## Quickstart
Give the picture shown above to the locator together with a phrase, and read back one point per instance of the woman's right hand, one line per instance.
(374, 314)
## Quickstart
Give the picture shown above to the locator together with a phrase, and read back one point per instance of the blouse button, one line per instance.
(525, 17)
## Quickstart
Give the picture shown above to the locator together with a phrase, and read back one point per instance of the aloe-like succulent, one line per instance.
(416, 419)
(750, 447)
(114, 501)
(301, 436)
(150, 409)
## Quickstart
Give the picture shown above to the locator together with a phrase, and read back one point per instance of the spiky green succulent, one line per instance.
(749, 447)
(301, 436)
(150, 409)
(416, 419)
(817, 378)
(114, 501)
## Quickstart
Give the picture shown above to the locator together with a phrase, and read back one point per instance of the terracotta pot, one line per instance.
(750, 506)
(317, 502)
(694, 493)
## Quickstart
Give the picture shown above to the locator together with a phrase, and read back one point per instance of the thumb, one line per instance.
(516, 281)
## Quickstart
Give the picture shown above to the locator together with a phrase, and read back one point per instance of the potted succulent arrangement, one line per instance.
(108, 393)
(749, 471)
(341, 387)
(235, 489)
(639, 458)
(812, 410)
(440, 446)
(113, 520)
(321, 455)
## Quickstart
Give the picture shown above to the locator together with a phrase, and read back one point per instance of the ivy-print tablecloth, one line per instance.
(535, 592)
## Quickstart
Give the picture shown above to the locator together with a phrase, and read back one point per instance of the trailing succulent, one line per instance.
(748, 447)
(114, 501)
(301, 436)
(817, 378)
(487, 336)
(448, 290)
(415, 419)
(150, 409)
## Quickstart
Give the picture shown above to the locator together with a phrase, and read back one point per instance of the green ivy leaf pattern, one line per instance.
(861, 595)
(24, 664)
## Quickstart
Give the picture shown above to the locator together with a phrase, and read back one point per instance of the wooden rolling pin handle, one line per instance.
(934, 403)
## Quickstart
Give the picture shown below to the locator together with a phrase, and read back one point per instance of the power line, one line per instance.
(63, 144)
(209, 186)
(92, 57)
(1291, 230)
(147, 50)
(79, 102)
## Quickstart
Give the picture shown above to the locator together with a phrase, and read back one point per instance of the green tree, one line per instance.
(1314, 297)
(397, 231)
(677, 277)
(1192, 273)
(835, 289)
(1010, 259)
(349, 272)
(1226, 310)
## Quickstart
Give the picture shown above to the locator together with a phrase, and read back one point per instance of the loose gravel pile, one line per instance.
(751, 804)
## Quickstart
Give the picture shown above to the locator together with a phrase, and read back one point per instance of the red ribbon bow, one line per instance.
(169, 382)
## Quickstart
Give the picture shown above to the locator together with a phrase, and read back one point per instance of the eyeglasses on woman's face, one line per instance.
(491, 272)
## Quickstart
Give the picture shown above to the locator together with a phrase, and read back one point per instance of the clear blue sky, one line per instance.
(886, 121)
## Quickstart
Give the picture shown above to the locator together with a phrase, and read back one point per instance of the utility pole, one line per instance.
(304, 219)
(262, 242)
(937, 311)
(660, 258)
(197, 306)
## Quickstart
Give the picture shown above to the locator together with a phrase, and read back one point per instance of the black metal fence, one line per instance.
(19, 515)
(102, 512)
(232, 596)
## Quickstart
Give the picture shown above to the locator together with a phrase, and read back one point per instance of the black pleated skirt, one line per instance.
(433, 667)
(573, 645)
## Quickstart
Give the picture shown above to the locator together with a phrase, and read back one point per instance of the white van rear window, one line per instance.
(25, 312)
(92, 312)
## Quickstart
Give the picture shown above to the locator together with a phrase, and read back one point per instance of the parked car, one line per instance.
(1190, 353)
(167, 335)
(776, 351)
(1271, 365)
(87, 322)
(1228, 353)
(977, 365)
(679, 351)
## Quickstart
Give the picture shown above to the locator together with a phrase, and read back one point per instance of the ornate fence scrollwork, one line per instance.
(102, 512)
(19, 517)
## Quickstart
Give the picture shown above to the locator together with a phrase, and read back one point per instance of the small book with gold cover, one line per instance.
---
Work instruction —
When you respond, give the whole listing again exactly as written.

Finished exercise —
## Quickstart
Give the picture shown above to the locator together with a phrase, and read back one point per instance of the woman's right hand, one line per instance.
(374, 314)
## Quickstart
Give the picture shown above to the locator together with a phrase, and read back one point per instance of the blouse button, one line per instance.
(525, 17)
## Quickstart
Give the picture shown above to the locator together with a phrase, and read back one point per instance of the aloe-like succulent, one line per instance.
(416, 419)
(750, 447)
(114, 501)
(301, 436)
(150, 409)
## Quickstart
Give the picture shown above to the locator together with a phrase, and read back one point per instance of the spiky green succulent, one line per instance.
(749, 447)
(301, 436)
(150, 409)
(416, 419)
(817, 378)
(114, 501)
## Quickstart
Give the picture shown above to the locator together with a phrase, and read back one point per instance of the terracotta pot, one line per instance.
(750, 506)
(317, 502)
(694, 493)
## Quickstart
Give the picture shown above to the locator together with a phrase, and read back one point per instance of the thumb, one line per instance.
(516, 281)
## Quickstart
Give the picture shown above to the locator together with a phrase, and read back one point per instance of the potted succulent arrangement, one line per instance.
(108, 393)
(749, 471)
(341, 387)
(235, 489)
(639, 458)
(812, 410)
(440, 446)
(113, 520)
(321, 455)
## Quickstart
Give the picture shown above to the locator together with a phrase, and read back one point per instance of the ivy-print tablecloth, one line per instance.
(535, 592)
## Quickstart
Give the picture shown above to the locator together with a phrase, and read back one point per instance of the trailing succulent, one line per instance.
(748, 447)
(114, 501)
(301, 436)
(817, 378)
(487, 336)
(448, 290)
(415, 419)
(150, 409)
## Quickstart
Give the picture shown above to the locator together with a phrase, and read back one point per instance of the green ivy leaf pattern, one line per instance.
(861, 595)
(24, 664)
## Quickstart
Give the picture shown above to the locator together with a phrase, and read back one point per instance of the wooden rolling pin handle, one line per instance.
(934, 403)
## Quickstart
Give the picture shown below to the locator together with a phrase, and read back one point per instance of the power line, one line per instance.
(63, 144)
(209, 186)
(92, 57)
(1291, 230)
(147, 50)
(79, 102)
## Quickstart
Give the picture shown above to the locator together with a phrase, and read back one point per instance of the green tree, one line per instance.
(1314, 297)
(397, 231)
(677, 277)
(1192, 273)
(835, 289)
(1010, 259)
(349, 272)
(1226, 310)
## Quickstart
Give the picture shown above to the locator together with a phrase, and read back one point per instance of the loose gravel pile, one line per instance.
(751, 804)
## Quickstart
Give the picture shown above to the locator together with a phrase, and read back one point per instance of the red ribbon bow, one line per instance.
(169, 382)
## Quickstart
Give the picture shown above to the locator together with a phrase, and read back one point per instance of the eyeglasses on woman's face, one line per instance.
(491, 272)
## Quickstart
Give the picture shown above to the locator together with a phrase, and read back one point per instance of the clear blue sky, one line per instance.
(886, 121)
## Quickstart
Give the picture shown above to the locator together with a phrase, and read back one point per instance of the utility pole, one line per instance.
(304, 219)
(262, 242)
(937, 311)
(660, 258)
(197, 306)
## Quickstart
Give the picture shown above to the locator together with a phrase, and read back one point per instance of the black metal fence, one line per instance.
(19, 515)
(102, 512)
(232, 596)
## Quickstart
Give the picture shown above to the locator together with a phrase, and read back one point per instance of the black pleated skirt, one line per instance.
(433, 667)
(573, 645)
## Quickstart
Give the picture shown above to the locator together with a phrase, and read back one point per instance of the white van rear window, one line per instance.
(25, 312)
(92, 312)
## Quickstart
Give the picture shown above to the locator together with a phrase, and read back one point per instance of the parked car, one line per instance.
(1190, 353)
(167, 335)
(776, 351)
(1271, 365)
(87, 322)
(1228, 353)
(977, 365)
(679, 351)
## Quickstart
Give the picture shown above to the locator together with a phrase, and read back one point per instance of the ornate fence scrollwork, one line per instance.
(102, 512)
(19, 517)
## Quickstart
Give the picture shown above to the locator together with a phrase, and read back one point per instance of the small book with gold cover, one line per instance.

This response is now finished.